DATA IN THIS EXERCISE ::
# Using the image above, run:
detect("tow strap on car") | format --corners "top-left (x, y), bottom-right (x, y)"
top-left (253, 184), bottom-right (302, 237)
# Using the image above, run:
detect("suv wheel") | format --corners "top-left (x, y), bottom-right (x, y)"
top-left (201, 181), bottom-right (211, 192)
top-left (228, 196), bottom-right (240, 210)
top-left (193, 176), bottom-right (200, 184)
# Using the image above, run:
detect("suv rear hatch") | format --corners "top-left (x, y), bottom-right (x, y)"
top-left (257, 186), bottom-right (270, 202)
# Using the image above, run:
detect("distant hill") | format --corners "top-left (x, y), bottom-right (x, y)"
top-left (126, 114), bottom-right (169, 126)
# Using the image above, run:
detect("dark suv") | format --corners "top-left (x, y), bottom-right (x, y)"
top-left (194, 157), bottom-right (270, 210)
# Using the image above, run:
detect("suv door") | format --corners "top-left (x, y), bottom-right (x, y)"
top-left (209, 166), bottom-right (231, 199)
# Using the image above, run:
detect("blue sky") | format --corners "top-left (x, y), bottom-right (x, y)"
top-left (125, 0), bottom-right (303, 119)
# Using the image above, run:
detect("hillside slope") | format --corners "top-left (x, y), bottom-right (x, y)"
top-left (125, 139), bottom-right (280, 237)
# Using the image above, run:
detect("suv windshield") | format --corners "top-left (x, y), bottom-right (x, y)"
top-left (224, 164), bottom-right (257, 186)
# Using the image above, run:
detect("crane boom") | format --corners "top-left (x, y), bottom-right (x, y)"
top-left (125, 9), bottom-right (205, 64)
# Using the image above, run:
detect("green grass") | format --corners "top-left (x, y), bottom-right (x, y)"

WORK ITEM :: Everything above must be retyped. Keep each record exactly the same.

RESULT OF THE EXERCISE ::
# Using the image above, run:
detect("tow strap on car") | format --corners "top-left (x, y), bottom-right (x, y)"
top-left (253, 184), bottom-right (302, 237)
# Using the image above, run:
detect("suv wheel") | format --corners "top-left (x, y), bottom-right (x, y)"
top-left (201, 181), bottom-right (211, 192)
top-left (228, 196), bottom-right (240, 210)
top-left (193, 176), bottom-right (200, 184)
# Using the image above, run:
detect("suv rear hatch") | format --corners "top-left (x, y), bottom-right (x, y)"
top-left (257, 186), bottom-right (270, 202)
# Using the image above, run:
detect("distant hill") | format --corners "top-left (x, y), bottom-right (x, y)"
top-left (126, 114), bottom-right (169, 126)
# Using the image above, run:
detect("dark suv") | format --corners "top-left (x, y), bottom-right (x, y)"
top-left (194, 157), bottom-right (270, 210)
# Using the image above, run:
detect("suv door") | format --corners "top-left (x, y), bottom-right (x, y)"
top-left (209, 166), bottom-right (231, 199)
# Using the image above, run:
detect("blue sky") | format --corners "top-left (x, y), bottom-right (x, y)"
top-left (125, 0), bottom-right (303, 119)
# Using the image above, run:
detect("hillside slope") | format --corners "top-left (x, y), bottom-right (x, y)"
top-left (125, 139), bottom-right (280, 237)
# Using the image above, run:
detect("suv windshield") | format --corners "top-left (x, y), bottom-right (x, y)"
top-left (224, 164), bottom-right (257, 186)
# Using the image above, run:
detect("crane boom") | format --corners "top-left (x, y), bottom-right (x, y)"
top-left (125, 9), bottom-right (205, 64)
# Using the image above, run:
detect("green grass") | format --corners "top-left (x, y), bottom-right (x, y)"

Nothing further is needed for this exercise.